| TASK OBJECTIVE |
Pick out every line of the data below that contains the word "hand", and copy each of those lines.

| TASK MATERIAL |
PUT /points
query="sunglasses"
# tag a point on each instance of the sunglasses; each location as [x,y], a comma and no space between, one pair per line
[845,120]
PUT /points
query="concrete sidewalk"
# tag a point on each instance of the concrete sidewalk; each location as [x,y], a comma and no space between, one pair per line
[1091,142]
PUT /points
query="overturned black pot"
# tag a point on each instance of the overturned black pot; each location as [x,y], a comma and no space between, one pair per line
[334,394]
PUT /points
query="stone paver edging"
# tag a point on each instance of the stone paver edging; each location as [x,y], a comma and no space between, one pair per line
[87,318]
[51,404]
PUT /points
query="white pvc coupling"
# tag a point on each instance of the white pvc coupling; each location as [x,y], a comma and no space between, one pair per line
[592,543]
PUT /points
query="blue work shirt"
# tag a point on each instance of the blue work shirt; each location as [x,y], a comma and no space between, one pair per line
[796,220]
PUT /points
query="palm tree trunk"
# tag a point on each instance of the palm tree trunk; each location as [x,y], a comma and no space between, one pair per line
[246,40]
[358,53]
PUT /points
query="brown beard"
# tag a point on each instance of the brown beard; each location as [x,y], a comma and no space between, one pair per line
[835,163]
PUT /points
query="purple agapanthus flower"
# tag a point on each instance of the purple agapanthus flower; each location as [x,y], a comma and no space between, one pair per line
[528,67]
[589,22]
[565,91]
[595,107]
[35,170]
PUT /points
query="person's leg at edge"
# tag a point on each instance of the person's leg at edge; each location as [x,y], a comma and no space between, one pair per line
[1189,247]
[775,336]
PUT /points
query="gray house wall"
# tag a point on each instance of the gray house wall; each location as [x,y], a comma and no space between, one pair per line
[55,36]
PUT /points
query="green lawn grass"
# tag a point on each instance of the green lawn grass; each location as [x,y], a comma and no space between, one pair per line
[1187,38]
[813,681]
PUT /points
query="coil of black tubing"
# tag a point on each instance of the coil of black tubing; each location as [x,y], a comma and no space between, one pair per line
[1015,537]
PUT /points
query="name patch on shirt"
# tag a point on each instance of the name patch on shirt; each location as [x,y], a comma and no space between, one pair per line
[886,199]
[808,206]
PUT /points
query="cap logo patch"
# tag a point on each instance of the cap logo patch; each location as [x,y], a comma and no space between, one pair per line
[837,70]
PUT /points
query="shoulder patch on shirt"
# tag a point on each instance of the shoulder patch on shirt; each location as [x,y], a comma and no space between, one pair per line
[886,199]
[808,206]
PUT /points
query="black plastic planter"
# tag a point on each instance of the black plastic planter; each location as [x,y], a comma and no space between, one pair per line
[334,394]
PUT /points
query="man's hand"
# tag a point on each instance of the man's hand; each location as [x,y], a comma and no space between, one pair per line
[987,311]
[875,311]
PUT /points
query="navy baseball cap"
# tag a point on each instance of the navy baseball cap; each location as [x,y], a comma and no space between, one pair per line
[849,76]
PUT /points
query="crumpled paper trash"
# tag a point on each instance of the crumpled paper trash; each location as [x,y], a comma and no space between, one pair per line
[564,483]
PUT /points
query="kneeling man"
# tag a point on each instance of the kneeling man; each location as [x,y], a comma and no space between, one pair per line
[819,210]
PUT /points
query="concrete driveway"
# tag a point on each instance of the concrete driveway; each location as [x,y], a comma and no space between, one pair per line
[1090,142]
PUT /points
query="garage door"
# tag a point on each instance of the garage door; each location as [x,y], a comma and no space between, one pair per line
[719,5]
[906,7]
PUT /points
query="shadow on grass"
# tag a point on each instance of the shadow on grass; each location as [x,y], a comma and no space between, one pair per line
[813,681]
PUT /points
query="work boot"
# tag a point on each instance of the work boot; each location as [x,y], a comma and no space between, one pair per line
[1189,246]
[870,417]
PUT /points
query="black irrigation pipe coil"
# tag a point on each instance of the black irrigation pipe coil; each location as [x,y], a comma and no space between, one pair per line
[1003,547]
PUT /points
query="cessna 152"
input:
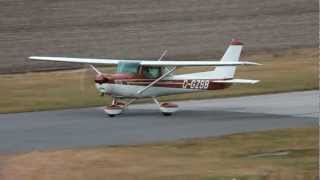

| EXERCISE RESULT |
query="man's hand"
# tag a point on each instance of the man's hand; each location as [x,y], a comma and no space between, one pair per line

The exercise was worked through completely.